== Problem description ==
Your response should be a copy of each line in the listing below that includes the word "output".

== Supplied material ==

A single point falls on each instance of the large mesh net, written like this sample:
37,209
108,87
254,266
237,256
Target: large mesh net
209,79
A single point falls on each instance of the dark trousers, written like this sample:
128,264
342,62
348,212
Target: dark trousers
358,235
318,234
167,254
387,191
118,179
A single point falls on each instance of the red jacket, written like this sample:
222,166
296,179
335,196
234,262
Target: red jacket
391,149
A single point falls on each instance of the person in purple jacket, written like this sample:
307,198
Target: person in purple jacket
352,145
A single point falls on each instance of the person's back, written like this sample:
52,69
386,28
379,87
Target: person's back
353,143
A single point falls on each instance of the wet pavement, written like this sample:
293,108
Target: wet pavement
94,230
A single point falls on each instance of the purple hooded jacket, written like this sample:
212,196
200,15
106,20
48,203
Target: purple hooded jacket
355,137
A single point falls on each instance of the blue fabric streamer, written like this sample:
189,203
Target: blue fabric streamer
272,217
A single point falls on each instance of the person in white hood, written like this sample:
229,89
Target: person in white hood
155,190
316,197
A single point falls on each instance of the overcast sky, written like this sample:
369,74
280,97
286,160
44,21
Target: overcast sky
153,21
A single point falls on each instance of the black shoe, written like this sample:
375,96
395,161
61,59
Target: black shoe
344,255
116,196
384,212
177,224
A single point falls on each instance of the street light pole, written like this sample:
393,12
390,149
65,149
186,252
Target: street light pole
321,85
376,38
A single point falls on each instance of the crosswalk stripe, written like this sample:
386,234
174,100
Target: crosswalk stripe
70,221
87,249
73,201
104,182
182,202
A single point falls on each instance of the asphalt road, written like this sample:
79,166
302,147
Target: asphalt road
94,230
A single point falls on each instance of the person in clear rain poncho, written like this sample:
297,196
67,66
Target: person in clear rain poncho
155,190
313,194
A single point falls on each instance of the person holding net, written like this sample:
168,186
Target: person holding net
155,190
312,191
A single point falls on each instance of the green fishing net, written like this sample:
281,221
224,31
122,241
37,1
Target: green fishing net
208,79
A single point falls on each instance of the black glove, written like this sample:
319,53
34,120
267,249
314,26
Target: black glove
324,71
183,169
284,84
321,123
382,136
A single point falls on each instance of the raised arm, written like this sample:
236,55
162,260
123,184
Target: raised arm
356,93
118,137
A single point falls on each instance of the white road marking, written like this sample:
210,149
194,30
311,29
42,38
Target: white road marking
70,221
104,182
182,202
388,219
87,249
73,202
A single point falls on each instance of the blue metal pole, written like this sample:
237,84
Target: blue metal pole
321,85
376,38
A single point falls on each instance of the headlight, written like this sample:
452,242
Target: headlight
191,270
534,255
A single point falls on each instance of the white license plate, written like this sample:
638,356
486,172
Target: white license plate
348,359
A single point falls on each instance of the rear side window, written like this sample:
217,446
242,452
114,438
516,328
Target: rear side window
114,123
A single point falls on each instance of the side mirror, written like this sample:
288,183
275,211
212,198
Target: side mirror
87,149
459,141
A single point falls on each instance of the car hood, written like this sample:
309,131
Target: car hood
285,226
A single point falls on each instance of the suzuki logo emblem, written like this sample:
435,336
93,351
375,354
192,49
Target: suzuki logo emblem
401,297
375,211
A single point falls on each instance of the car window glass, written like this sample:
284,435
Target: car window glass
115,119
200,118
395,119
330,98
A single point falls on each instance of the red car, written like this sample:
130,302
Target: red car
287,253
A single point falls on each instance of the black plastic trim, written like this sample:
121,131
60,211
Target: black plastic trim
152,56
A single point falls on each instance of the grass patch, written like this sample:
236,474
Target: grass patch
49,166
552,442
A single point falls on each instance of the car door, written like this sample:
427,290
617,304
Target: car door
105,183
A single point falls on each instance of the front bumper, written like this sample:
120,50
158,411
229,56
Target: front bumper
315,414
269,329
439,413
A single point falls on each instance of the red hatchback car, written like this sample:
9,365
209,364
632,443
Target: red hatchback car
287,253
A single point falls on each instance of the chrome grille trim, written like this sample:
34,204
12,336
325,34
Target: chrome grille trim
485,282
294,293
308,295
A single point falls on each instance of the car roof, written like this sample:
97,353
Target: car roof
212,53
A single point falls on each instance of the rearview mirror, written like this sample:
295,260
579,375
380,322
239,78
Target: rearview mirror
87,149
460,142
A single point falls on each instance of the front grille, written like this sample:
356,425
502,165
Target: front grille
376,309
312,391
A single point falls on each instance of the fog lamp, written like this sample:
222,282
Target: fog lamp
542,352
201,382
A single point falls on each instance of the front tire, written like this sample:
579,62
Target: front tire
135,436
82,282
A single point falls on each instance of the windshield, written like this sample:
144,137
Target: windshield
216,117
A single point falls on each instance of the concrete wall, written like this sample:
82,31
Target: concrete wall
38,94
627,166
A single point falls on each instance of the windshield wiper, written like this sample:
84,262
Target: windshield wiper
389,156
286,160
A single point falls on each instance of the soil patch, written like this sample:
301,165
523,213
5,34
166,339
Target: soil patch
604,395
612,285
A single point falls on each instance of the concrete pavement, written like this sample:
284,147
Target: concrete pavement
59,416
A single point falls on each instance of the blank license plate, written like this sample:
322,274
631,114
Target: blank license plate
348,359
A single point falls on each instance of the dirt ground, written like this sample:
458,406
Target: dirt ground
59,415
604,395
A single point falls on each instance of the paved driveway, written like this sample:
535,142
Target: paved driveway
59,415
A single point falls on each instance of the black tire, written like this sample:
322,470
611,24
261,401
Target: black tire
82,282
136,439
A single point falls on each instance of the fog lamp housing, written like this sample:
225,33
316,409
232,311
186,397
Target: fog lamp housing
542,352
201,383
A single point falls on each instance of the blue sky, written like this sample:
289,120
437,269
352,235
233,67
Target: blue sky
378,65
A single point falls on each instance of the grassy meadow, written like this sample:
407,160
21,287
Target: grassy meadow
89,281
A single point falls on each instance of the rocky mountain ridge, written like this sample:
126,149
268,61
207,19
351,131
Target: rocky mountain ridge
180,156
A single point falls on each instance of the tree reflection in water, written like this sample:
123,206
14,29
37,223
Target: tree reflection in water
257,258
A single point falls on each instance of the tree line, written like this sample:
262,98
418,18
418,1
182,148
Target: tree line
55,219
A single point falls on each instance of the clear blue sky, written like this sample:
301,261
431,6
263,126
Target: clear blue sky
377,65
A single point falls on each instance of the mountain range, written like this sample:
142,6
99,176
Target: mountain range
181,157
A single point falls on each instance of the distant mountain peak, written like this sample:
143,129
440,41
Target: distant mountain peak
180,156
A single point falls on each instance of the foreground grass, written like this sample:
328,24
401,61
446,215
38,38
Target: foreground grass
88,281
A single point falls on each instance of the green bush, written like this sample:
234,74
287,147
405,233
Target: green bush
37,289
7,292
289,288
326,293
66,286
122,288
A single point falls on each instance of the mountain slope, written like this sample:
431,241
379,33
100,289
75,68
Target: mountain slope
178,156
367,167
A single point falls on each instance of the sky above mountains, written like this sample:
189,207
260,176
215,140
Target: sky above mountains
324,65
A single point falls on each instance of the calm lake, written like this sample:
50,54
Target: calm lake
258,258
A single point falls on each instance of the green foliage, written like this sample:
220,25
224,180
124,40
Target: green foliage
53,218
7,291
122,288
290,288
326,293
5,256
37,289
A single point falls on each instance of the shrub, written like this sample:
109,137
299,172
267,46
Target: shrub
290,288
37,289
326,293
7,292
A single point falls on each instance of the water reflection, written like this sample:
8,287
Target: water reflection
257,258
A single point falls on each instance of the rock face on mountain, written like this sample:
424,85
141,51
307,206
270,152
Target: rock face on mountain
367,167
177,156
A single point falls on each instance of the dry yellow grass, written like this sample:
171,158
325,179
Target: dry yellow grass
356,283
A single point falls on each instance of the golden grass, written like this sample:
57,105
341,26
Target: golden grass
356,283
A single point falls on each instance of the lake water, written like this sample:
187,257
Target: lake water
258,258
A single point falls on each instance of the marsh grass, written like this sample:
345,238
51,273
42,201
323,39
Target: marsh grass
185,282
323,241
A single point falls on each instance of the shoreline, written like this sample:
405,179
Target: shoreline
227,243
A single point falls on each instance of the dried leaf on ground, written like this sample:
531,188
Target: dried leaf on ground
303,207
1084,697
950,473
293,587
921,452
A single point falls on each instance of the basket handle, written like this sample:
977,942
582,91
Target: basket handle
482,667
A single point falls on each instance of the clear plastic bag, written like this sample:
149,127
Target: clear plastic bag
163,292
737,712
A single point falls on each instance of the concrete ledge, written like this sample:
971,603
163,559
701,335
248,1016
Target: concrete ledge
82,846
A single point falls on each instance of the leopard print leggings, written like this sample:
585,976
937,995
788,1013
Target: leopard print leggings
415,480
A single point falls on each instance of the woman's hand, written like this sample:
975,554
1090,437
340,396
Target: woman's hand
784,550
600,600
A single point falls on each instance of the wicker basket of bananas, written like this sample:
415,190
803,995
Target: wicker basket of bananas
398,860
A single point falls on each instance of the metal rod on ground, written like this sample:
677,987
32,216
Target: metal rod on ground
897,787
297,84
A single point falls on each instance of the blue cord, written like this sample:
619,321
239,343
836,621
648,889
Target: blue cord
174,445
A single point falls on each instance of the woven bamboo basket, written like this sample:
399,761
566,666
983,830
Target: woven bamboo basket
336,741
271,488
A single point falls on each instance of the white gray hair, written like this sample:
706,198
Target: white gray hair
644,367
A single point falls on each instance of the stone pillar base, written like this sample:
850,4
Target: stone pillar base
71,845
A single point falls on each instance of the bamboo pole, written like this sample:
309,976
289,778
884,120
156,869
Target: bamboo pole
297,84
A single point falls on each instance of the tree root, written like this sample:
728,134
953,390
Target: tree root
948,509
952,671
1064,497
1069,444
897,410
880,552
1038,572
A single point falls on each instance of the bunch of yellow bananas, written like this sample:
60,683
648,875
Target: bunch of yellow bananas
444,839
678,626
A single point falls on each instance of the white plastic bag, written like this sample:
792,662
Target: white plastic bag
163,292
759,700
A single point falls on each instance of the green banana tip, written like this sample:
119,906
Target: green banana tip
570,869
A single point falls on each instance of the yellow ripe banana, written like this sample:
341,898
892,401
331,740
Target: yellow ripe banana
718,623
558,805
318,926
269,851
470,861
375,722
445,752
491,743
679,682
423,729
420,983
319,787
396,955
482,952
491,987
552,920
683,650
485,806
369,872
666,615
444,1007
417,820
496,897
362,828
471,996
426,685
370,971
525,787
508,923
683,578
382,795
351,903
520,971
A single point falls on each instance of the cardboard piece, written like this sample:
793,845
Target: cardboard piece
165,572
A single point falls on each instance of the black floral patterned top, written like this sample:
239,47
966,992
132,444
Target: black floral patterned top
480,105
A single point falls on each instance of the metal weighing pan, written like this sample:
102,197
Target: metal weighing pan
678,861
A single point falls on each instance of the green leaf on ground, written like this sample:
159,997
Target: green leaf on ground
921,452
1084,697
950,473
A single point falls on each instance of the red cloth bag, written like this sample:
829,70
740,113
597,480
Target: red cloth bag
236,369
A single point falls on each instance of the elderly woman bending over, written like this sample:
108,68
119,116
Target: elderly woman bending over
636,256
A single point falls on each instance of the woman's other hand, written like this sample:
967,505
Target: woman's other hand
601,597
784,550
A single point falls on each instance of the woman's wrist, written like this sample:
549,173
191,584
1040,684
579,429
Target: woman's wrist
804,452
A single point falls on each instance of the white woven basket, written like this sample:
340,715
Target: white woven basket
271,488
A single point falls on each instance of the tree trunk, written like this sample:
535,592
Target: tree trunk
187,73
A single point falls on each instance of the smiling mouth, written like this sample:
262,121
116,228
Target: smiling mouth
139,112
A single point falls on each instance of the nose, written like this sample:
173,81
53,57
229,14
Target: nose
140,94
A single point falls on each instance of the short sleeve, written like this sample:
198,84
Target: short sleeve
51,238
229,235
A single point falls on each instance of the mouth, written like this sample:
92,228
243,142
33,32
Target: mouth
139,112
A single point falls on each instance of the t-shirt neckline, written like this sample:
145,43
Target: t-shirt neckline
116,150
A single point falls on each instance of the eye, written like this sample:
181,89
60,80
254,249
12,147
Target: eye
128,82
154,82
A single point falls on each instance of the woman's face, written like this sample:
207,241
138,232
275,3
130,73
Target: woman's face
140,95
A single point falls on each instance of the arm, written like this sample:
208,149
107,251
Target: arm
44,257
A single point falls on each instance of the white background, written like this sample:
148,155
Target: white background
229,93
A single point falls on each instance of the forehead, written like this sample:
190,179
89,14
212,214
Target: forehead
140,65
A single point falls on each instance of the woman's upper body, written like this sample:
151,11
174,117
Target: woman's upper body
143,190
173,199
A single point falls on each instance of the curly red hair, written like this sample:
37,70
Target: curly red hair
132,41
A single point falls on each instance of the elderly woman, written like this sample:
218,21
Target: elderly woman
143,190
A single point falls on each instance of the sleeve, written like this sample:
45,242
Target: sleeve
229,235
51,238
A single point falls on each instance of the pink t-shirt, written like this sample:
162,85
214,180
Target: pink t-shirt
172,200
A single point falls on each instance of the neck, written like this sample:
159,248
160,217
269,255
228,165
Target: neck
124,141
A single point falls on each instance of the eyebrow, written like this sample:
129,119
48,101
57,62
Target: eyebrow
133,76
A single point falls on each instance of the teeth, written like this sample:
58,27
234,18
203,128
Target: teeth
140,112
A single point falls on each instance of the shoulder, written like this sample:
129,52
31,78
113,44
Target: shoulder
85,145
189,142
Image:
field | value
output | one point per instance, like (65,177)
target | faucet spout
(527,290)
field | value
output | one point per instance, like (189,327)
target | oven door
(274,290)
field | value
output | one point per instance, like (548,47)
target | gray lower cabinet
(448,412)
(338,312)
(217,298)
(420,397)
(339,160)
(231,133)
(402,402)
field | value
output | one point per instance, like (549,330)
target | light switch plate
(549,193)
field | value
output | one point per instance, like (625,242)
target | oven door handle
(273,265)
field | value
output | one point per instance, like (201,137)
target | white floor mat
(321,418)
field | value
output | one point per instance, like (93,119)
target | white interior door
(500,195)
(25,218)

== Solution to this exercise ==
output | one point per instance, like (65,177)
output | one point per instance, like (189,327)
output | one point per instance, like (548,47)
output | one point per instance, like (549,330)
output | one point per instance, like (625,242)
output | one point per instance, like (201,137)
output | one point per instance, like (93,119)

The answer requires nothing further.